::: Study text :::

Astronaut experiment for spine health

A space medicine research programme could help develop treatments for spinal postural deconditioning, according to a UK-based team.

Professor Nick Caplan and his team at Northumbria University, UK, are recreating the conditions of reduced gravity faced by astronauts, to see whether daily exposure to artificial gravity can prevent spinal problems.

The experiment will take place in Cologne, Germany, where 24 participants will spend 60 days in bed, continuously lying in a tilted position, head down. This should mimic the way astronauts’ bodies decondition due to reduced gravity. Muscles become weaker and bones become thinner.

However, in this study, the participants will spend 30 minutes per day being exposed to artificial gravity using a ‘short arm centrifuge’ which spins them and simulates the normal gravitational conditions when standing up on Earth. The team will examine whether this device can prevent spinal problems.

After the 60 days, the team are also testing a rehabilitation device called the Functional Re-adaptive Exercise Device, which is similar to a customised gym cross trainer. Participants will use it for a few weeks after the bedrest stage.

::: Provided material :::

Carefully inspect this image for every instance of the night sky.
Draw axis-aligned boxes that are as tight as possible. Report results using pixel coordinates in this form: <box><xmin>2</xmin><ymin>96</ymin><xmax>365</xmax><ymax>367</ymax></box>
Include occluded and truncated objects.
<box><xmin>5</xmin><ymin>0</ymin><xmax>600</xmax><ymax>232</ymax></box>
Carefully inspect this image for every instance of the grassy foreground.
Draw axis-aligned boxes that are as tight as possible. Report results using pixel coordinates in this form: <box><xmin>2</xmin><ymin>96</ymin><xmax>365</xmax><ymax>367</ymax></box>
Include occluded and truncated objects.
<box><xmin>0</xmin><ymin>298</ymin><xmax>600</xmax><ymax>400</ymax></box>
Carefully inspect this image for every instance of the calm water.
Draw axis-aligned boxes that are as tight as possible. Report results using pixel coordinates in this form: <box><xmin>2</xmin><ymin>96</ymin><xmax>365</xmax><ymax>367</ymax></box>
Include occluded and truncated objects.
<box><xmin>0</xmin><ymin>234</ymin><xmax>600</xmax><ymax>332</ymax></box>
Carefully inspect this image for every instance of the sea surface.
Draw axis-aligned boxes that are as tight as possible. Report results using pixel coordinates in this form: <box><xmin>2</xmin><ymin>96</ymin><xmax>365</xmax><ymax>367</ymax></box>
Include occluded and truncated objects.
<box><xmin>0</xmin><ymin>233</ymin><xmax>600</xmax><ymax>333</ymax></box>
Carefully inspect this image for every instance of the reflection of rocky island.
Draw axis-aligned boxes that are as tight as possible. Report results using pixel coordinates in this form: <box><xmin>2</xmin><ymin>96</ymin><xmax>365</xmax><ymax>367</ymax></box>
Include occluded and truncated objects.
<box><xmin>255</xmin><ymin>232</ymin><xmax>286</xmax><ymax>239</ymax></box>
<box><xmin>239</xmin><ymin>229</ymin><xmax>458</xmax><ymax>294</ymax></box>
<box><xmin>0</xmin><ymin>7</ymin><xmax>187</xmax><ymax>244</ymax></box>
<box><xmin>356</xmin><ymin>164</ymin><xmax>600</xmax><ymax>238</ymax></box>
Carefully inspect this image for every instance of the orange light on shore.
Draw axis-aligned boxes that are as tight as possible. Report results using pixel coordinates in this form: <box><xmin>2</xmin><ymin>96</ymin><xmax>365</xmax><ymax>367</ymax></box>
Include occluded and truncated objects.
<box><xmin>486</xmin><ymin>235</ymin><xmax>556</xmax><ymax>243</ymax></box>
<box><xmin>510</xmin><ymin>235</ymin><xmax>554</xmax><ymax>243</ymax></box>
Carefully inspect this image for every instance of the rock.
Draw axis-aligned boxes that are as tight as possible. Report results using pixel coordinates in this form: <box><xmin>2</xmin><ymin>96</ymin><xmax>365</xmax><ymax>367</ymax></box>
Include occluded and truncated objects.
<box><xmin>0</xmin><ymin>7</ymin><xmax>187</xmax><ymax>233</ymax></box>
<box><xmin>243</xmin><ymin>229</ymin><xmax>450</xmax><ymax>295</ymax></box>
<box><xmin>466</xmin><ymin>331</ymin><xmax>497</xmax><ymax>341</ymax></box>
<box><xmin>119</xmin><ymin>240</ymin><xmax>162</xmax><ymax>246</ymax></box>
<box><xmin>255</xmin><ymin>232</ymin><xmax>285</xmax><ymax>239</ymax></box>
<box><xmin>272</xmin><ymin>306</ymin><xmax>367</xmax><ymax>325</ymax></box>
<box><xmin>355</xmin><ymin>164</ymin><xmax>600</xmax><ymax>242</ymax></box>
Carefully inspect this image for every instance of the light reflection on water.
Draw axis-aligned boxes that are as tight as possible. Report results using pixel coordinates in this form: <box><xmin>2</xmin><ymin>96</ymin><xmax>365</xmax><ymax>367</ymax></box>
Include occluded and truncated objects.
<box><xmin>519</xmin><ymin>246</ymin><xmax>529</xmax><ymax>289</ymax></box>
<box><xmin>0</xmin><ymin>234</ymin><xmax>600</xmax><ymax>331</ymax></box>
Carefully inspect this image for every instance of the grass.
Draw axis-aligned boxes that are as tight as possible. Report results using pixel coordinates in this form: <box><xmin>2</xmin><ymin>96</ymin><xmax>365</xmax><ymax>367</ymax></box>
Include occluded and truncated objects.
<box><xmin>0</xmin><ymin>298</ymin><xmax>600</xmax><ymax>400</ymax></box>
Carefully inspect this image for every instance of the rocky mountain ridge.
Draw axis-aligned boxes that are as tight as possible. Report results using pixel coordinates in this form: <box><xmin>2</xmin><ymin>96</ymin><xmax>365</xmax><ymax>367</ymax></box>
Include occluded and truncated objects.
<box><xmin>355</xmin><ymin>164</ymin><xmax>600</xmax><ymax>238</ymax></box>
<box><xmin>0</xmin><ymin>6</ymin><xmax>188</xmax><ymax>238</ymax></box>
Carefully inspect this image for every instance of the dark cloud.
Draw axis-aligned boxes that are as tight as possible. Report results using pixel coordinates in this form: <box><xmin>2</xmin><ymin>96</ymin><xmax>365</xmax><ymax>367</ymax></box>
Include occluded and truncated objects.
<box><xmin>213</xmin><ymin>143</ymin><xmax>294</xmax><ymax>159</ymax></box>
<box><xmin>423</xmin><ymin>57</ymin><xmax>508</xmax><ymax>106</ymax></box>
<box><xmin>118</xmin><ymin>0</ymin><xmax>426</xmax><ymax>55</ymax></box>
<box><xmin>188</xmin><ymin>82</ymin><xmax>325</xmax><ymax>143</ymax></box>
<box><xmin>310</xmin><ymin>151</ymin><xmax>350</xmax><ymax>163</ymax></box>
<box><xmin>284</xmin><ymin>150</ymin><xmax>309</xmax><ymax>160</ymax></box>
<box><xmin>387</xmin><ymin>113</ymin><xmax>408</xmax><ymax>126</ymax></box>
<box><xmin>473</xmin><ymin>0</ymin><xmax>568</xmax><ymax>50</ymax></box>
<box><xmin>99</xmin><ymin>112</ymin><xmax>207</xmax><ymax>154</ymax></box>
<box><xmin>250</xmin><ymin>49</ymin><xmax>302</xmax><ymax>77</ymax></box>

:::

Required action A: In the article on the astronaut spine experiment, how long will participants be exposed to artificial gravity each day?
Required action B: List every city or country named in the article on the astronaut spine experiment.
Required action C: Continue the article on the astronaut spine experiment from its last sentence.

Exercise result A: 30 minutes per day.

Exercise result B: UK, Cologne, Germany

Exercise result C:
Professor Caplan says: “The bedrest study is providing an ideal platform for us to determine how suitable our device is for use in the rehabilitation of astronauts when they have spent time aboard the International Space Station in microgravity.

“We will be using advanced neurophysiological and medical imaging techniques to understand how the spinal postural muscles adapt to simulated microgravity and determine the effectiveness of a rehabilitation programme designed for use not just in astronauts, but also in populations on Earth, such as people with low back pain or those with postural instability.”